— Start of Material for this task —

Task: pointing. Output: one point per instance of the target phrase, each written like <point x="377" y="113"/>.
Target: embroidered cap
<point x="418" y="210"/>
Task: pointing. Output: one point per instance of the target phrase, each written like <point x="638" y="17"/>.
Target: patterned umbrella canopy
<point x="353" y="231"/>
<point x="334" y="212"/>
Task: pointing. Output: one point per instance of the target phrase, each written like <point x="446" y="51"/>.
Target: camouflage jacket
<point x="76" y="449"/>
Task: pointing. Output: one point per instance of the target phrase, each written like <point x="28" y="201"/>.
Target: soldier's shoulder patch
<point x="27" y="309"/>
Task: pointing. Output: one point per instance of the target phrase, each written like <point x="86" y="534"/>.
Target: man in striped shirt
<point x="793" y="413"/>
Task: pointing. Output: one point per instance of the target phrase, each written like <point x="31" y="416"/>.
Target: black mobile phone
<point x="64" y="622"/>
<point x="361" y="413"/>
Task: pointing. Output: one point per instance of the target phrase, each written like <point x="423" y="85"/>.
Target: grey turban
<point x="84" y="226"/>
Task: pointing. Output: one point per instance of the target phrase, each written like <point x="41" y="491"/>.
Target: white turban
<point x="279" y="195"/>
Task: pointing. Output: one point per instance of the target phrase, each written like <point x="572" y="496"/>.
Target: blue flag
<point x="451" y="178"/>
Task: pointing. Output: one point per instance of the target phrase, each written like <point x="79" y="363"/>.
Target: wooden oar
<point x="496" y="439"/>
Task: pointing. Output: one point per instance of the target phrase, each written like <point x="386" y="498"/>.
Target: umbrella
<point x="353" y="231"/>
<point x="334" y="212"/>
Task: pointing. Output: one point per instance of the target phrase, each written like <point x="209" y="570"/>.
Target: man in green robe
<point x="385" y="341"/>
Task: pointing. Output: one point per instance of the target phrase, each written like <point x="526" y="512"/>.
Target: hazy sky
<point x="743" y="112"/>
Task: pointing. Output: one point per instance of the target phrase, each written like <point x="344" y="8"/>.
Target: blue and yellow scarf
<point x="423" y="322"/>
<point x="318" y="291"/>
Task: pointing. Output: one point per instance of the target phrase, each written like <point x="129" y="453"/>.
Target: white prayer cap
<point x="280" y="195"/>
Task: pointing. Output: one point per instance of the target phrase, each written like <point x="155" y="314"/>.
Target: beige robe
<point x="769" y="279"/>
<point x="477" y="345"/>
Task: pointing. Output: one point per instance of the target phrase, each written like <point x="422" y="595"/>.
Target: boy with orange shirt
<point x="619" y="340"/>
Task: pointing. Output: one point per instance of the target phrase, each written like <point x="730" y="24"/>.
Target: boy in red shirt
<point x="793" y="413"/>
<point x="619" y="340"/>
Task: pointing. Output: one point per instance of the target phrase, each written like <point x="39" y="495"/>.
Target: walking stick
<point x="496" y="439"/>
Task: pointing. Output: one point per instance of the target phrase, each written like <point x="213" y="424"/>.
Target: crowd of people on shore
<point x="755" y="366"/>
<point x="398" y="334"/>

— End of Material for this task —

_Work to complete_
Transcribe every line of the data, exactly as it stands.

_Worked answer_
Task: pointing. Output: one point per instance of the target phrase, each written like <point x="377" y="113"/>.
Target: embroidered cap
<point x="418" y="210"/>
Task: pointing. Output: one point per instance of the target phrase, each written like <point x="638" y="17"/>.
Target: patterned umbrella canopy
<point x="353" y="231"/>
<point x="334" y="212"/>
Task: pointing. Output: one point per instance of the target phrase, each written like <point x="446" y="51"/>.
Target: camouflage jacket
<point x="76" y="449"/>
Task: pointing. Output: one point per instance of the target phrase, each written like <point x="28" y="201"/>.
Target: soldier's shoulder patch
<point x="27" y="309"/>
Task: pointing. Output: one point per instance of the target phrase, each written like <point x="86" y="534"/>.
Target: man in striped shirt
<point x="793" y="413"/>
Task: pointing. Output: one point per instance of the target phrase, each written like <point x="31" y="416"/>.
Target: black mobile phone
<point x="64" y="622"/>
<point x="361" y="413"/>
Task: pointing. Output: one point per instance of the target phrase, each written like <point x="423" y="85"/>.
Target: grey turban
<point x="84" y="226"/>
Task: pointing. Output: one point per instance of the target phrase, each written like <point x="41" y="491"/>.
Target: white turban
<point x="279" y="195"/>
Task: pointing. Output: one point per instance of the target phrase, each written like <point x="572" y="496"/>.
Target: blue flag
<point x="451" y="178"/>
Task: pointing. Output: one point per instance of the target phrase, each written like <point x="79" y="363"/>.
Target: wooden oar
<point x="496" y="439"/>
Task: pointing. Output: one point per instance of the target phrase, each written like <point x="386" y="498"/>.
Target: umbrella
<point x="353" y="231"/>
<point x="334" y="212"/>
Task: pointing. Output: one point per instance of the target phrase, each written like <point x="209" y="570"/>.
Target: man in green robe
<point x="385" y="341"/>
Task: pointing. Output: one point per instance of the target phrase, each written like <point x="526" y="512"/>.
Target: hazy sky
<point x="743" y="112"/>
Task: pointing. Output: one point per instance of the target phrase, each written like <point x="344" y="8"/>.
Target: blue and yellow scarf
<point x="423" y="322"/>
<point x="318" y="291"/>
Task: pointing. Output: one point per instance of the target phrase, each written like <point x="129" y="453"/>.
Target: white prayer cap
<point x="280" y="195"/>
Task: pointing. Output: one point per instance of the target phrase, each written like <point x="155" y="314"/>.
Target: beige robe
<point x="769" y="279"/>
<point x="477" y="345"/>
Task: pointing. Output: one point per instance of the target phrase, each written like <point x="422" y="595"/>.
Target: boy with orange shirt
<point x="619" y="340"/>
Task: pointing. Output: one point per instance of the target phrase, each written like <point x="730" y="24"/>.
Target: boy in red shirt
<point x="793" y="413"/>
<point x="619" y="340"/>
Task: pointing. Output: one point per instance of the target phrase, each written like <point x="39" y="495"/>.
Target: walking stick
<point x="496" y="439"/>
Task: pointing. Output: one point per instance of the target phrase, each written like <point x="213" y="424"/>.
Target: crowd of people on shore
<point x="755" y="366"/>
<point x="398" y="334"/>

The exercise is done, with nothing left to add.